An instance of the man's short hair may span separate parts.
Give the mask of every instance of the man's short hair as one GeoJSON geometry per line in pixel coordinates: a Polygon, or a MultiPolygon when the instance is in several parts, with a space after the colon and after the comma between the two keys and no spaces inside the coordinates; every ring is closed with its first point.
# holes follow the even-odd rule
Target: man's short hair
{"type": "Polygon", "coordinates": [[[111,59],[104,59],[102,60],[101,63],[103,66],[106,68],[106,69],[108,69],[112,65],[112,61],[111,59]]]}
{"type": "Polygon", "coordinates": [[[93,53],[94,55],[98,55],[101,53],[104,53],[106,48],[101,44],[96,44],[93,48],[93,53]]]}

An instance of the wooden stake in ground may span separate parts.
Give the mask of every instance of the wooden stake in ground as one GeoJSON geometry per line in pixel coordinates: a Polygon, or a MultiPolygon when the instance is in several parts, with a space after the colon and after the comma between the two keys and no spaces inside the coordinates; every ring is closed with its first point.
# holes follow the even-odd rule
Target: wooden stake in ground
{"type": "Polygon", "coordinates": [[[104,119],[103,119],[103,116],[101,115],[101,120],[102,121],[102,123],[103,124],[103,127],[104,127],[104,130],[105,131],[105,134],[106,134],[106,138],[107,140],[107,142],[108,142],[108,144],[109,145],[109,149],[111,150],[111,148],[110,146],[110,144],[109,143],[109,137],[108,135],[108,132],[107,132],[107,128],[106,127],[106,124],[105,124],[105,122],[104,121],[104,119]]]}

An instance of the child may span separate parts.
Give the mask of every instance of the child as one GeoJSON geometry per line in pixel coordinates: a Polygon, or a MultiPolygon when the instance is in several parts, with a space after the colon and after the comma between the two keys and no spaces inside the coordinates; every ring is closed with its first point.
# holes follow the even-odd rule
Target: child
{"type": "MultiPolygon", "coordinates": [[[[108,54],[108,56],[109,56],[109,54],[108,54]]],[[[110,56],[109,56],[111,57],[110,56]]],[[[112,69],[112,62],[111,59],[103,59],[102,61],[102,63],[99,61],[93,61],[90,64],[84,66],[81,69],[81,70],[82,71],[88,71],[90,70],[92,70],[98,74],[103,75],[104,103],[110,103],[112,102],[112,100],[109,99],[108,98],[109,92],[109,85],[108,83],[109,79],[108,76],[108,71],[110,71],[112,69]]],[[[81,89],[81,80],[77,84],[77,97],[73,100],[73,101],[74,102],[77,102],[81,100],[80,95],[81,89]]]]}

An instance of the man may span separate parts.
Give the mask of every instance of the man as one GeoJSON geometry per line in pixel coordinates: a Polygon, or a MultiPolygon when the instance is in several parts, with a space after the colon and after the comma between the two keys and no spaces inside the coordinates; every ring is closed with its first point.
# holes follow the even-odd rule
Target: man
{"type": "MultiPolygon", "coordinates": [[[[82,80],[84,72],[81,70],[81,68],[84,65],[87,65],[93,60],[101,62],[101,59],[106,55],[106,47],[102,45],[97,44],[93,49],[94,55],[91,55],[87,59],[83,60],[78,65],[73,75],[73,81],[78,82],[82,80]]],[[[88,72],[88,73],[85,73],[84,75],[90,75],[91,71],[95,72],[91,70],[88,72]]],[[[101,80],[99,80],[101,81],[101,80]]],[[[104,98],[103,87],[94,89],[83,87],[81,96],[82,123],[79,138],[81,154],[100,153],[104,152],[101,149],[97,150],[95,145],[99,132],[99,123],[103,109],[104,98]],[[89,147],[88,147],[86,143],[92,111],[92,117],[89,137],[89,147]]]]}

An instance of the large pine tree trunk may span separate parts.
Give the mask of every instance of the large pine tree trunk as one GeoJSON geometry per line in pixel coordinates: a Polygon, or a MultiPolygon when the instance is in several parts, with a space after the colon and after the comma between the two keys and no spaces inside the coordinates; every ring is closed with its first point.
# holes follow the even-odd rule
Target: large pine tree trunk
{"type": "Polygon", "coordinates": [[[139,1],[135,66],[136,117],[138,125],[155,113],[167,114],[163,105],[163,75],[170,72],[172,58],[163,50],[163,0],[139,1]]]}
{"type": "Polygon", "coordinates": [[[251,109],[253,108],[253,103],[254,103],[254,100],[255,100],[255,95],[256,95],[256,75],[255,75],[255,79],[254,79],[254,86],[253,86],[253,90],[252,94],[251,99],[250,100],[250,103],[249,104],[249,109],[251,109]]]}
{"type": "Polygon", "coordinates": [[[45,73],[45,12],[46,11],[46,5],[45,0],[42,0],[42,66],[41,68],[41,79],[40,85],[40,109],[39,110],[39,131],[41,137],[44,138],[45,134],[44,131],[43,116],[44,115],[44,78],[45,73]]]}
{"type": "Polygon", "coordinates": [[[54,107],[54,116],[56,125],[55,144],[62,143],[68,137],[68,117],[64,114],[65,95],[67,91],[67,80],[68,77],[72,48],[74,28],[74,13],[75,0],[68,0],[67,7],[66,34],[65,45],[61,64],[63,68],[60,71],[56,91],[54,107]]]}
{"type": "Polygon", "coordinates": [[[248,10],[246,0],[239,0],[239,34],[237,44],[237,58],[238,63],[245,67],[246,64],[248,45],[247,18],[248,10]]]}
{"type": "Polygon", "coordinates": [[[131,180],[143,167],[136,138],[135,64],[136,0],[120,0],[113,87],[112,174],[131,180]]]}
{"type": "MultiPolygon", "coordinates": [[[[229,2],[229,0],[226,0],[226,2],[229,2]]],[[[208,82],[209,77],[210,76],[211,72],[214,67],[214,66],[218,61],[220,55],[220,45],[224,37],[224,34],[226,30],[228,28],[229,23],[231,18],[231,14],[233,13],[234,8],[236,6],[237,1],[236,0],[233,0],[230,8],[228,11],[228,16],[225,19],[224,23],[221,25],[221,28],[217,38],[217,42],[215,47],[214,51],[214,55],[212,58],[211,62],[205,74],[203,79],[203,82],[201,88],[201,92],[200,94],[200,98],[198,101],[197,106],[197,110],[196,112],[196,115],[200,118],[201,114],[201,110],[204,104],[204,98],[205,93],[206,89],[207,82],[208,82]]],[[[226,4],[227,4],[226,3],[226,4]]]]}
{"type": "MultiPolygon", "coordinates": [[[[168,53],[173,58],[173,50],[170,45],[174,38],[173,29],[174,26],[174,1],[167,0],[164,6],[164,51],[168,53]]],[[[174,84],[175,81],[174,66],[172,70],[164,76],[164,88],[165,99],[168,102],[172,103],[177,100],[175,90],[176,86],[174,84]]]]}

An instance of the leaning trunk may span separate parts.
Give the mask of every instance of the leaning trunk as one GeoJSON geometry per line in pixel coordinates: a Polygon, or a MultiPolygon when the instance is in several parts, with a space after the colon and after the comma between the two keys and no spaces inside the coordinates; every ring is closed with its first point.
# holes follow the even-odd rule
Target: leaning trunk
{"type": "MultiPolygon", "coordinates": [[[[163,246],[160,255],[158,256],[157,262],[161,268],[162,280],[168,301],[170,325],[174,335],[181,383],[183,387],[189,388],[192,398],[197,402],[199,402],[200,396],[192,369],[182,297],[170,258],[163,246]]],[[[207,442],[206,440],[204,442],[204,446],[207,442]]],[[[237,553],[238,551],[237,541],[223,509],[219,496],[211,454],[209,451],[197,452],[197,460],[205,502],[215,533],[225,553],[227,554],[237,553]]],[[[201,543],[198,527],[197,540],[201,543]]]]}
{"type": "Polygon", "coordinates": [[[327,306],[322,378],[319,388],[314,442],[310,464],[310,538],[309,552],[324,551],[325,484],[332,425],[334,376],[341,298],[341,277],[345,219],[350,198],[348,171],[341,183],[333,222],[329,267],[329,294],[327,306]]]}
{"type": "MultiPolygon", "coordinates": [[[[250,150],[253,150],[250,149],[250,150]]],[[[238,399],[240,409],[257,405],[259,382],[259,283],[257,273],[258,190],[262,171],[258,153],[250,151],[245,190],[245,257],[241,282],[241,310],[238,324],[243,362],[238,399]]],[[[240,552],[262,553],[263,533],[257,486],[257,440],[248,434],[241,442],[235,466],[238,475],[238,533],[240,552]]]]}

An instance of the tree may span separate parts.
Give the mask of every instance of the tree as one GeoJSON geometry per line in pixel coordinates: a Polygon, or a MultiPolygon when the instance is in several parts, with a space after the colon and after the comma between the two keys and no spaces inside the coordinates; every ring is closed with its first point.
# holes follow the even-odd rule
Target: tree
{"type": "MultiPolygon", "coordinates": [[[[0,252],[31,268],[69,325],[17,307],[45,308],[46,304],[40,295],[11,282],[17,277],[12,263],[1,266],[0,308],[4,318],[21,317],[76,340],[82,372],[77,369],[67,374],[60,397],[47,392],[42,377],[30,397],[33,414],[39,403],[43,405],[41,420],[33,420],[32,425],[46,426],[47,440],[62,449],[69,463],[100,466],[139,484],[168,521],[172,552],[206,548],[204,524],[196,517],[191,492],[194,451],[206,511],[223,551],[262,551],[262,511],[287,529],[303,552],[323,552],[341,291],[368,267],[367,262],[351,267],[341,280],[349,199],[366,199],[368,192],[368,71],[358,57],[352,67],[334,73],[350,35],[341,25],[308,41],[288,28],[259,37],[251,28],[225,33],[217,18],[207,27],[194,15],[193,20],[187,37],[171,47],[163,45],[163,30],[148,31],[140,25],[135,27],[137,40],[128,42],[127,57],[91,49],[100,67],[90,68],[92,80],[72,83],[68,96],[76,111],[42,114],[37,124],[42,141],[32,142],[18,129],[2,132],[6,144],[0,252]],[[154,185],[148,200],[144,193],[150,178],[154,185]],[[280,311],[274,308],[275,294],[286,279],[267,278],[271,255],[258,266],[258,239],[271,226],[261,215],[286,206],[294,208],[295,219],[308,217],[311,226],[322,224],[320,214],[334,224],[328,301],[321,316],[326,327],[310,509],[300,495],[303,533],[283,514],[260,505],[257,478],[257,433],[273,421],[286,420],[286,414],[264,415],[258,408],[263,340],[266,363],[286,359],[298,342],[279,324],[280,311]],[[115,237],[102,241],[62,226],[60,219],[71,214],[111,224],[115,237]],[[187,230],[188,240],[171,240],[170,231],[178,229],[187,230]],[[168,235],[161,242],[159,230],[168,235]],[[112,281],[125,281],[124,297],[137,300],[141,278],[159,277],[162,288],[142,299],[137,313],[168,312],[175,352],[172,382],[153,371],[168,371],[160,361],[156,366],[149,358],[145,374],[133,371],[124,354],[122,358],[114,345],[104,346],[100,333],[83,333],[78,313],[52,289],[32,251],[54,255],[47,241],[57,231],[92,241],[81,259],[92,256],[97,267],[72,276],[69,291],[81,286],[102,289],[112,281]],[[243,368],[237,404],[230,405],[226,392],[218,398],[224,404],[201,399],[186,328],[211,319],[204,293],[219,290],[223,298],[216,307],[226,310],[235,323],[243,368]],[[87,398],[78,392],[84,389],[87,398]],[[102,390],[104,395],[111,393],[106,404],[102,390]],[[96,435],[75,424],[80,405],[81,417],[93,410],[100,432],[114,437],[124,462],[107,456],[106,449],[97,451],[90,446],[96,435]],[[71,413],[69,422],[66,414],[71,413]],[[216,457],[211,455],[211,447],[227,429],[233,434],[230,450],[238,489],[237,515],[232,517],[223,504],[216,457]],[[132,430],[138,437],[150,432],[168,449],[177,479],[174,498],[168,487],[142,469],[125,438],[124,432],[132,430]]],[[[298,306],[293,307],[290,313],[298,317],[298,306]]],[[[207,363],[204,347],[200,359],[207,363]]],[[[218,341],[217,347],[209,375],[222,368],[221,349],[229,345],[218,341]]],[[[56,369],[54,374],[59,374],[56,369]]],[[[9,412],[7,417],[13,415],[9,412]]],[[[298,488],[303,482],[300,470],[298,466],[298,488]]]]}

_ _ _

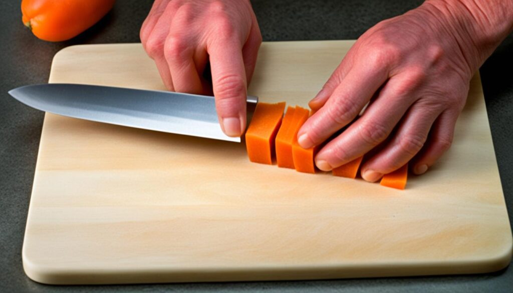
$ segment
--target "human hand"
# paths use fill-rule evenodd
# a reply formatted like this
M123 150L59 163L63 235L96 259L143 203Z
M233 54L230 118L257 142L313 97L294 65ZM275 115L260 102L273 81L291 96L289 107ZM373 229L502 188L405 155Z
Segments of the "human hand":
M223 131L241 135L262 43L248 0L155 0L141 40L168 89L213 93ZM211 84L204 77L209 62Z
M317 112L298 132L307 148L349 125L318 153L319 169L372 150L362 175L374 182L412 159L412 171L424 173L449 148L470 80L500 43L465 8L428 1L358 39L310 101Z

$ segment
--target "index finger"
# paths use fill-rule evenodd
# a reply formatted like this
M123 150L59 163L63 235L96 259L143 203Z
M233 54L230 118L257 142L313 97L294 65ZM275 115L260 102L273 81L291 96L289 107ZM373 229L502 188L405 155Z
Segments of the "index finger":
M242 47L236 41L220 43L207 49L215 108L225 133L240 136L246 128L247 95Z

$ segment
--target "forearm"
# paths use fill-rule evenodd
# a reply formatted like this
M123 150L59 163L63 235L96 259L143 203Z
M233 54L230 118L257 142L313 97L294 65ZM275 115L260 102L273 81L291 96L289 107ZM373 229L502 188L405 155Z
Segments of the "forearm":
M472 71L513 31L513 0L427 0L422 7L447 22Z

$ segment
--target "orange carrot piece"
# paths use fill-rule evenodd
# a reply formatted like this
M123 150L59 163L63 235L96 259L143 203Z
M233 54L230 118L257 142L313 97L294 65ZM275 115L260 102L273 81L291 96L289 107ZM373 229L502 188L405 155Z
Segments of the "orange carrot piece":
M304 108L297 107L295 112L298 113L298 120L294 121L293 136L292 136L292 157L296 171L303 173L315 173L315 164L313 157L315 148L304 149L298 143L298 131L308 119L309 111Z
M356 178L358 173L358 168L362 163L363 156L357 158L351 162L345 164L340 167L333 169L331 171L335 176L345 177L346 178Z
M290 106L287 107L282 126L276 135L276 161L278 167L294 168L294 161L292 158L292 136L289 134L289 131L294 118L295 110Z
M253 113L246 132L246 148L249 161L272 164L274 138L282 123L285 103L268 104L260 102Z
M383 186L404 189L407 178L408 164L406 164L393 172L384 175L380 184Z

_ _ _

_Given exercise_
Arrange the record lines from the line with "An instance of the tree" to the line with "Target: tree", both included, as a Markdown table with two columns, Row and Line text, numbering each row and leaving out blank lines.

_Exercise output_
| Row | Line text |
|---|---|
| 1 | An instance of the tree may span separate parts. |
| 2 | Give the mask of every instance of the tree as one GeoJSON geometry per line in pixel coordinates: a Polygon, or a MultiPolygon when the instance is in several parts, with a space after the colon and after the comma between the two keys and no spaces inside the coordinates; every ring is closed with its first point. |
| 3 | # holes follow the even-odd rule |
| 4 | Target: tree |